Entries from a pointing dataset
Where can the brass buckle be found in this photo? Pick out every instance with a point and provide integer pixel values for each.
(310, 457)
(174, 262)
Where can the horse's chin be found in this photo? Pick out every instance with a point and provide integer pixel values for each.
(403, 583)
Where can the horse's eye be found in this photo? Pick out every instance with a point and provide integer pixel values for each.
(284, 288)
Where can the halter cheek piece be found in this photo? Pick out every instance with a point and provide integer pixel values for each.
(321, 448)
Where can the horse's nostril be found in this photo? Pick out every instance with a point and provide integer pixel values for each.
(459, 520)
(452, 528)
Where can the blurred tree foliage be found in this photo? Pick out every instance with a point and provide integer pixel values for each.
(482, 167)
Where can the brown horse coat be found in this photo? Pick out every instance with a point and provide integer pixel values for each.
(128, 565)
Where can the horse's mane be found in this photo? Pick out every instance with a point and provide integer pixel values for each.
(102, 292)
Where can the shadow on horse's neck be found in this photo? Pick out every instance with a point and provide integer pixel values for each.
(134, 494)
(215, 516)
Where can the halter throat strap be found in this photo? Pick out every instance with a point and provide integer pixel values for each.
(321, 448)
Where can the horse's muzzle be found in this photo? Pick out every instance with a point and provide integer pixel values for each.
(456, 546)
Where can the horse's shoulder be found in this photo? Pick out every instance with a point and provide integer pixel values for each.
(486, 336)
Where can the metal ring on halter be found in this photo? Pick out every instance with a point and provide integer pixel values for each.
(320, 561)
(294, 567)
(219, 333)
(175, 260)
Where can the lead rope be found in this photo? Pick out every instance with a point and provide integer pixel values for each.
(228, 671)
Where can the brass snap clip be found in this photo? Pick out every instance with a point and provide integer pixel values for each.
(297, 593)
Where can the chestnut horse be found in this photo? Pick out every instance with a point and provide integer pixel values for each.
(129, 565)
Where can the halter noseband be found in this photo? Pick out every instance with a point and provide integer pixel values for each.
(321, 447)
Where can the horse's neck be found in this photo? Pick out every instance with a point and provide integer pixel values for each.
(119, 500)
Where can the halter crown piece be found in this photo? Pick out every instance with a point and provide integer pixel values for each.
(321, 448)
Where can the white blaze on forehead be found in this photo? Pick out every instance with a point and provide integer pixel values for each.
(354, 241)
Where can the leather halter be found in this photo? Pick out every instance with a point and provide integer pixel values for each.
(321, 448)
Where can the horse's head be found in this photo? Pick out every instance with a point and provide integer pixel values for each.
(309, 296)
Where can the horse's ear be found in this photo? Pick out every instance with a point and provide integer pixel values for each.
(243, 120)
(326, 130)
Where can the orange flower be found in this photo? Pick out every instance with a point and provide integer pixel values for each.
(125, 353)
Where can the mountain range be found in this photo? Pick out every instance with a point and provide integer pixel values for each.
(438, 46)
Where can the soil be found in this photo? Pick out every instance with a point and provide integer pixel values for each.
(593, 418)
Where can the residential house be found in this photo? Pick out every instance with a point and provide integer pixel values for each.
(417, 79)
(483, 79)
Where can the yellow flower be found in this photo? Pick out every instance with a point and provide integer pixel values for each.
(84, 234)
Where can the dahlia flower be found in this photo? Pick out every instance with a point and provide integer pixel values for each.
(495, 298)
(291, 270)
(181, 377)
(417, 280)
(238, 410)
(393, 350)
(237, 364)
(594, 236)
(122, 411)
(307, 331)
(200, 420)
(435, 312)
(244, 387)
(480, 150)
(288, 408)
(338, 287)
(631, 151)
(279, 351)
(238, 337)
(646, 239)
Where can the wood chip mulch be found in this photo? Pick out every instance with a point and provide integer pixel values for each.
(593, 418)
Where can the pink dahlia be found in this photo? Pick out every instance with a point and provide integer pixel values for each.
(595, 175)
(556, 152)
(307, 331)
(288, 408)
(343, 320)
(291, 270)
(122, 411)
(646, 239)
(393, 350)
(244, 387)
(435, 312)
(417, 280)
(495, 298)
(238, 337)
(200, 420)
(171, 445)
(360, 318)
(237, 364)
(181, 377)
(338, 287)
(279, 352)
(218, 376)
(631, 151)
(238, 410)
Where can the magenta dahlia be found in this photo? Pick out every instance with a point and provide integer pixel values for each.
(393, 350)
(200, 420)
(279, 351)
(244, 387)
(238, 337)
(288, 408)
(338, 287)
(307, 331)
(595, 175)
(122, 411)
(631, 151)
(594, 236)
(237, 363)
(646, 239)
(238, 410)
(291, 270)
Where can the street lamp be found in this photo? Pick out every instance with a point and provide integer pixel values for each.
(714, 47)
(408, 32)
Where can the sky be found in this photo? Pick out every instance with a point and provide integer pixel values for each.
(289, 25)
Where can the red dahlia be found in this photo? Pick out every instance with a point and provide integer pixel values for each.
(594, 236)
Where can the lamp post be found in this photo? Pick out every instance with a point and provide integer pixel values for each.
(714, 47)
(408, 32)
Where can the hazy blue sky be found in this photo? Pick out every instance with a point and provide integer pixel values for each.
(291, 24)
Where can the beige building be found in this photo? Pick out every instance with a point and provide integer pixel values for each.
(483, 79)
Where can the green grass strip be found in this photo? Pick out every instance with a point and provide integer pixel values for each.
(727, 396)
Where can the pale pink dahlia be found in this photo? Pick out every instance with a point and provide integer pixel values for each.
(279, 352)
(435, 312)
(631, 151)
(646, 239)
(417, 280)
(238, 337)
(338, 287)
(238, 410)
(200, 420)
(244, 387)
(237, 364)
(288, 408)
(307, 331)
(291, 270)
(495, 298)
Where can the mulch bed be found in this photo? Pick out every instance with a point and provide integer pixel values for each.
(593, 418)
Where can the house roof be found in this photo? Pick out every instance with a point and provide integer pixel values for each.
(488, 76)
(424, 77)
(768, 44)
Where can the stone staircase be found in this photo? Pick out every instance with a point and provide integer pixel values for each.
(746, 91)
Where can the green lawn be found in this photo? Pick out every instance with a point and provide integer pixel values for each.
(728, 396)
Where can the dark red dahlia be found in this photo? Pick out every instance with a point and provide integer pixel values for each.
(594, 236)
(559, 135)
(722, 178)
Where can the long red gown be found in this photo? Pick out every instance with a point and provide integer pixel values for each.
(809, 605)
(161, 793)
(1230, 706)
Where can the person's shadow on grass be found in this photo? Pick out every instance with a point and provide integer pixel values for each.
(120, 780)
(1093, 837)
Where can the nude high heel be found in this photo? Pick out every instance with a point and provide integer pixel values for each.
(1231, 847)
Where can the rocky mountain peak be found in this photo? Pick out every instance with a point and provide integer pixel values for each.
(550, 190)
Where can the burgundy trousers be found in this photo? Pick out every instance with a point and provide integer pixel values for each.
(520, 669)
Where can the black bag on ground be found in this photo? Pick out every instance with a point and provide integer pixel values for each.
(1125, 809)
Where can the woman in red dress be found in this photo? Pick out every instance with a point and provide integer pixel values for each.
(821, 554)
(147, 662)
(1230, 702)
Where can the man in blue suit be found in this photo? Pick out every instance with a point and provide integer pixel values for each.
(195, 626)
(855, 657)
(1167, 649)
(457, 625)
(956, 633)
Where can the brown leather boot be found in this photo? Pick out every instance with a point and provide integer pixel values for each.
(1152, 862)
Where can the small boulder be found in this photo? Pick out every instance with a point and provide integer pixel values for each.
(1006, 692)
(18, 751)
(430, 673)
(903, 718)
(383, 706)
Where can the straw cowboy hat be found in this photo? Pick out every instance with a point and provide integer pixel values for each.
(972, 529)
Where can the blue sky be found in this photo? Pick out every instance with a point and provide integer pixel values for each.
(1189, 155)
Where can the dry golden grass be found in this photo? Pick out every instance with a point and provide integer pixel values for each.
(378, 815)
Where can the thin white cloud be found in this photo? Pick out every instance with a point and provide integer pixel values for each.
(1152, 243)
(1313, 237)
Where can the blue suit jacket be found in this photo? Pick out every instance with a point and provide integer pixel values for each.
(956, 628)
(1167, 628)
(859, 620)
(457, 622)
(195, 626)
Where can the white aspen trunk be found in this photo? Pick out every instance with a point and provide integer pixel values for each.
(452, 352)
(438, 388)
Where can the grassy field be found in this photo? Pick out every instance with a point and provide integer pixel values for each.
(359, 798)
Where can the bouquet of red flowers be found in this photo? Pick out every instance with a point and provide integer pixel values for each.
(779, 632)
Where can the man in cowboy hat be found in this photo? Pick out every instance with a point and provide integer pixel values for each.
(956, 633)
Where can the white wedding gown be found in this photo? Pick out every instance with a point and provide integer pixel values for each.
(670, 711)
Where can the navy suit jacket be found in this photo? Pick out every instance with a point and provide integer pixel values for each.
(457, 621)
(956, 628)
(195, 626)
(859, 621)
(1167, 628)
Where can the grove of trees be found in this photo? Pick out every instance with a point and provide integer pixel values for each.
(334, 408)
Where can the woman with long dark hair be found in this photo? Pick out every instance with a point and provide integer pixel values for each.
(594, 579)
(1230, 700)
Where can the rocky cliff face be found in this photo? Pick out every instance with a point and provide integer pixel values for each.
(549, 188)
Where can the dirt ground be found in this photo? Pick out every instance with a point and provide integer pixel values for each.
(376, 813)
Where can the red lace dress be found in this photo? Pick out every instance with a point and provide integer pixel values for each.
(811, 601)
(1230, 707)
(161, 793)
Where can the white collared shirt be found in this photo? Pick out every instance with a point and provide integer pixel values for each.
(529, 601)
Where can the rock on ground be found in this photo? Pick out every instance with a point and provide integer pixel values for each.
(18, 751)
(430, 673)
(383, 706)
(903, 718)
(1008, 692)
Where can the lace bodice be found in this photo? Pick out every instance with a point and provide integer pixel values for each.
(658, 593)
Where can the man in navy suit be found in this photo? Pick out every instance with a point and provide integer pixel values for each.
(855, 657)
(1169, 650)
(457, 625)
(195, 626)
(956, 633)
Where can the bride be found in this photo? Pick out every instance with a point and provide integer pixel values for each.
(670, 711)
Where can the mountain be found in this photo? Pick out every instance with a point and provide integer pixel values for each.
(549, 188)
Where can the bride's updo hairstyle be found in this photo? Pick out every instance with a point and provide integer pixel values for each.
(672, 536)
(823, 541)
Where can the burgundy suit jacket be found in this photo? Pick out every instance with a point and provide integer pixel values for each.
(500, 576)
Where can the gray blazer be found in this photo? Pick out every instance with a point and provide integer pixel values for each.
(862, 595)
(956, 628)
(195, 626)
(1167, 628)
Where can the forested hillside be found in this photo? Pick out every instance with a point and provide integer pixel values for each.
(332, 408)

### Work required:
Everything from the line that contains "Where can the rocky cliff" through the end of the records must be duplicated exactly, and nothing outside that range.

### Task answer:
Where can the rocky cliff face be found in this photo? Pick out every instance with a point and provide integer pixel values for each.
(549, 188)
Where can the dirt ground be found in this photo? Pick out every instance with a point and provide integer pixel values for each.
(376, 813)
Where can the red lace dress be found in this photo? Pick out every instance with a point and provide integer pixel values for each.
(811, 601)
(1230, 707)
(161, 793)
Where can the white collared shirt be found in this photo? Pick out every instance with a point and provide integer pixel values for each.
(529, 601)
Where can the rock on ground be found in this photo? Pick out every instance with a point and provide integer pixel values for each.
(18, 751)
(430, 673)
(383, 706)
(903, 718)
(1008, 692)
Where can the lace bodice be found in this photo? Pick out every instance with a point and provide integer pixel values for each.
(658, 593)
Where can the man in navy suit be found in this photo? Pick out every instance with a point and provide integer pixel values for each.
(855, 657)
(1169, 650)
(457, 625)
(195, 626)
(956, 633)
Where can the bride be found in this photo? Pick out every instance with a point and provide integer pixel values for each.
(670, 711)
Where can the mountain be found in this photo? Pick out every instance with a point and provide integer pixel values for each.
(549, 188)
Where can the bride's updo hairstyle be found in this photo? Pick out every instance with a point and provide integer pixel values for each.
(672, 536)
(823, 541)
Where can the burgundy suit jacket be found in this photo? Pick out every instance with a point and provide integer pixel values for each.
(500, 576)
Where can the gray blazer be found in this photo? Pick out every instance with a point and provide integer pixel values for each.
(862, 595)
(956, 628)
(195, 626)
(1167, 628)
Where can the forested hillside be found in this photo? Pick out every instance with a point and provide integer pixel values for each.
(332, 408)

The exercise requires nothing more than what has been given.